Locate every line in the material below that contains the string "steel" and copy each such line in full.
— Start The records —
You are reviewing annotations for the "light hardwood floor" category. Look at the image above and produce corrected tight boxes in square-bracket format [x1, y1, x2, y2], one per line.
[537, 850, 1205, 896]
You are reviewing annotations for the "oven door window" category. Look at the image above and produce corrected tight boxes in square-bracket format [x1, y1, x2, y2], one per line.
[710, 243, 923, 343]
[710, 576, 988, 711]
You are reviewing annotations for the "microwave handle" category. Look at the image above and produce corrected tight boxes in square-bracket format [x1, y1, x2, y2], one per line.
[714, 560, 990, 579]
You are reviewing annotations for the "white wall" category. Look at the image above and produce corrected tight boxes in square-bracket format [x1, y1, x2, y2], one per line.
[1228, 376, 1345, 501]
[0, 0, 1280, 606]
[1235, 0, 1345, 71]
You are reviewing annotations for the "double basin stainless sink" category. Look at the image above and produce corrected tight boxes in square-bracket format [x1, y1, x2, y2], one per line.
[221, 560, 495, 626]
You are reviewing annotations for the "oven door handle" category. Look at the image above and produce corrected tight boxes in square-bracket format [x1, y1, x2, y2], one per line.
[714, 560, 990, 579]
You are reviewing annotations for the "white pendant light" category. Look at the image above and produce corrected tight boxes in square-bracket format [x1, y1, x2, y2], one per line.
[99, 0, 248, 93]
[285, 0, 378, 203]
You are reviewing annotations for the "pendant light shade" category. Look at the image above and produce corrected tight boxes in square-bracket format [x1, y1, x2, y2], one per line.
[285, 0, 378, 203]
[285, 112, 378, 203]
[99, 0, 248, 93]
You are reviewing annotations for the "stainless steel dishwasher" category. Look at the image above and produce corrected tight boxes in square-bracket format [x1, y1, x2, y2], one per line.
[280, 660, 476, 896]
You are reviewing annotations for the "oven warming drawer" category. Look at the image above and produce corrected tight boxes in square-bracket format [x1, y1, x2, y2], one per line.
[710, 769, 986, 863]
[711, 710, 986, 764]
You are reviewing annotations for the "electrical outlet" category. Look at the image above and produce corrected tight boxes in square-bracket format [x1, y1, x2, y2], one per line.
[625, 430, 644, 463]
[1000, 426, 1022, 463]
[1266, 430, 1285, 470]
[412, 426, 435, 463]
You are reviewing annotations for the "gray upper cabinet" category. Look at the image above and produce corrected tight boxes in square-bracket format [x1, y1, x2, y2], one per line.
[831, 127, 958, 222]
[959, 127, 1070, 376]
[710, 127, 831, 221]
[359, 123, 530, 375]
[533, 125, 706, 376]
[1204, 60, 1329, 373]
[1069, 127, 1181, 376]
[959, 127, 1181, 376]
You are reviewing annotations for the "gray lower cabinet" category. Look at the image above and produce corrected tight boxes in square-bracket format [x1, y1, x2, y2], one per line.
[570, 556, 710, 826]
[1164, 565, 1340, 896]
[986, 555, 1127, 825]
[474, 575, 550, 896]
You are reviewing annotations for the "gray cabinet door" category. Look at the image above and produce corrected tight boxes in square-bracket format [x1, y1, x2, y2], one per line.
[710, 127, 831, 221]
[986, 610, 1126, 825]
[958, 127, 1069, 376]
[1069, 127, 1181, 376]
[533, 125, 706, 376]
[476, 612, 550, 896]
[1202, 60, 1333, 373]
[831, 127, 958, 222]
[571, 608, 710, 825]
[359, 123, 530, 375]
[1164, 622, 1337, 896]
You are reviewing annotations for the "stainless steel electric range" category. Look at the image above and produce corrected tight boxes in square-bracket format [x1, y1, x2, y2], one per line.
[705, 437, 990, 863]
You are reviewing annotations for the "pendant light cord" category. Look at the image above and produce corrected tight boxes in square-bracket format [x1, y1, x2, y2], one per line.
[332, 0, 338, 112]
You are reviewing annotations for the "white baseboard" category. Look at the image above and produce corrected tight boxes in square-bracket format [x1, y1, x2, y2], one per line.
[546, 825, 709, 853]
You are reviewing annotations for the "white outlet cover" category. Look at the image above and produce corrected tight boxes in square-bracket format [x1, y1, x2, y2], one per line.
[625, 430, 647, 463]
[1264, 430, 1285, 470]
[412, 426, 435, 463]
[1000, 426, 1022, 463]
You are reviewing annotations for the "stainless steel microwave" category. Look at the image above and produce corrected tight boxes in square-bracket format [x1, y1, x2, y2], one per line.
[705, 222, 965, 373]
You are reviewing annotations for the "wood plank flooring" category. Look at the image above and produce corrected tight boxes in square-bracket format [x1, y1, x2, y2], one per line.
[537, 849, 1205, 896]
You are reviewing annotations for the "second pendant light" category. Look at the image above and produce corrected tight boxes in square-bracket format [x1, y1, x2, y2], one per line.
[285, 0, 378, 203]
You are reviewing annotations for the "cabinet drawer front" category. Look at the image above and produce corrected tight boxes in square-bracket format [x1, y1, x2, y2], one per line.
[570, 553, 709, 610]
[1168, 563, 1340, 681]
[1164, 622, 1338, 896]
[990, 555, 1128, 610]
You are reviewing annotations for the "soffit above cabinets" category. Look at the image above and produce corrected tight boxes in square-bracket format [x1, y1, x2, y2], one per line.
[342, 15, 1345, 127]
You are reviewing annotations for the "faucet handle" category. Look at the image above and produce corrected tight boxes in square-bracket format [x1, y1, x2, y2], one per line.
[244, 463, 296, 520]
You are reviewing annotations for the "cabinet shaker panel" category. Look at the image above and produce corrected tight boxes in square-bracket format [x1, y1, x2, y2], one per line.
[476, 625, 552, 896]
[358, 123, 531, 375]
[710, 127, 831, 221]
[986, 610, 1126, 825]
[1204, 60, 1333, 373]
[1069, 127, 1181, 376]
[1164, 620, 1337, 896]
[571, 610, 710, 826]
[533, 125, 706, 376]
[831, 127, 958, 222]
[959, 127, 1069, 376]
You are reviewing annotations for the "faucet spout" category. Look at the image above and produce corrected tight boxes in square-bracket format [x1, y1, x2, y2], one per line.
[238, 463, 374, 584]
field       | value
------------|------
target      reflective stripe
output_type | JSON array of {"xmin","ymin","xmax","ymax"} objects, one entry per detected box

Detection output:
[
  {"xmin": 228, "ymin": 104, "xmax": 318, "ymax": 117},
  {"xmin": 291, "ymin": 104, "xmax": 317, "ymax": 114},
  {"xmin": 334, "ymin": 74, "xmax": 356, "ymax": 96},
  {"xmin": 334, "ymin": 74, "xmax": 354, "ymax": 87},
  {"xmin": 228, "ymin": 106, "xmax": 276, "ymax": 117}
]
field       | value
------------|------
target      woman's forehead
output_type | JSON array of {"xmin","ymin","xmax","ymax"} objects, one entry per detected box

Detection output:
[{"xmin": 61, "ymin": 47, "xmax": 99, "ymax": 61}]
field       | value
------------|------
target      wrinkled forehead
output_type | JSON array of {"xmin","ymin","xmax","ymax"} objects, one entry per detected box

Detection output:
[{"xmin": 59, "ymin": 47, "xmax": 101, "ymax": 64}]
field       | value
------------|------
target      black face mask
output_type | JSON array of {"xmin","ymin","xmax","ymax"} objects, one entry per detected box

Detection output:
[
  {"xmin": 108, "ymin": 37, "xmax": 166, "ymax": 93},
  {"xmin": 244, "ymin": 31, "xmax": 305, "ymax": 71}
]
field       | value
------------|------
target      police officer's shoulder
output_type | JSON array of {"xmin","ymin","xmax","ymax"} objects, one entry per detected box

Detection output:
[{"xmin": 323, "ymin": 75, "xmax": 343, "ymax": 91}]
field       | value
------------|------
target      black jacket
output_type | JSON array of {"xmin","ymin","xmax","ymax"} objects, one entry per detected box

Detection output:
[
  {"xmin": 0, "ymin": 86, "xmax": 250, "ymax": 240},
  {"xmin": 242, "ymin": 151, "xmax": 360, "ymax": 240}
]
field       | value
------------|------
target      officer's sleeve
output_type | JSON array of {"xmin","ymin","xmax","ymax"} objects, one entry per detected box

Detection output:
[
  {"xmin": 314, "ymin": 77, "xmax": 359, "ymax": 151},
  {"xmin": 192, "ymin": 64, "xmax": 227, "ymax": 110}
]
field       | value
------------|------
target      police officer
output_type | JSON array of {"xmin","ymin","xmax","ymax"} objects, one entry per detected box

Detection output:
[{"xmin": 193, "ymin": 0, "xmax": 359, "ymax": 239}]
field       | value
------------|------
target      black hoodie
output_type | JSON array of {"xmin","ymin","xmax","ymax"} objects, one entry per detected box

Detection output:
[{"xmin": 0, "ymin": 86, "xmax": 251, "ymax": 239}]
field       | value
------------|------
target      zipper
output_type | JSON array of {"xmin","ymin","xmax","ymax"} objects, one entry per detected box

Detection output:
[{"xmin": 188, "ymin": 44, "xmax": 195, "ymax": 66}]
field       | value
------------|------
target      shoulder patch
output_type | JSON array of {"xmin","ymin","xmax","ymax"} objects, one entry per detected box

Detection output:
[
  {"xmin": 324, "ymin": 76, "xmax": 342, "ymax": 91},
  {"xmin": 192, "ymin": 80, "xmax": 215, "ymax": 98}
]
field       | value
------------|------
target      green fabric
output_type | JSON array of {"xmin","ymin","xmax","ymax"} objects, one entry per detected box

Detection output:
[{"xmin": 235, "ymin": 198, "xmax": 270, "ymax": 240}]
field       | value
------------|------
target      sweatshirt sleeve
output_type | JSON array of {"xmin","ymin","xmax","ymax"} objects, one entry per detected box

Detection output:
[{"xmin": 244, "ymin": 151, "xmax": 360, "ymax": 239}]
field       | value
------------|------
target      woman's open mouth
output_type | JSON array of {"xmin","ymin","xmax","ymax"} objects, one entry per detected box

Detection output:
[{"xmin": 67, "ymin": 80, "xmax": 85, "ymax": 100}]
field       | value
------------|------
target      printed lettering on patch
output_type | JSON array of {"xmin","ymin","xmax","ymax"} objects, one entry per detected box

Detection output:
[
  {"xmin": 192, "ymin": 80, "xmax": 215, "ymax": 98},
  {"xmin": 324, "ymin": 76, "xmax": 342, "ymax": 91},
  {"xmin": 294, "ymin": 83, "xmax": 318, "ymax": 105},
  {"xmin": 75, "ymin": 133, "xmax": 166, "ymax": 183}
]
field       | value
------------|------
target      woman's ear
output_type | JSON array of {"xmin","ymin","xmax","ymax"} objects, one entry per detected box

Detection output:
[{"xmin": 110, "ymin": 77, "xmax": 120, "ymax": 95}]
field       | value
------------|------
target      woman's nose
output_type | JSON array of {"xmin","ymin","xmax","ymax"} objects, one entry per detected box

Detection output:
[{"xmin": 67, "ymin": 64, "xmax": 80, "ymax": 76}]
— End The records —
Result for this task:
You are reviewing annotations for the "stainless steel dishwasher" category. Look at the image above and produce corrected tight boxes in square-bracket format [x1, y1, x2, y2], one per line.
You are reviewing annotations for the "stainless steel electric range" category. Look at the image above and produce corrected tight boxes in square-bracket format [x1, y1, x2, y2], one per line.
You are reviewing annotations for the "stainless steel microwave" category. Look at the image above and produce corrected tight boxes in square-bracket format [x1, y1, x2, y2], one per line.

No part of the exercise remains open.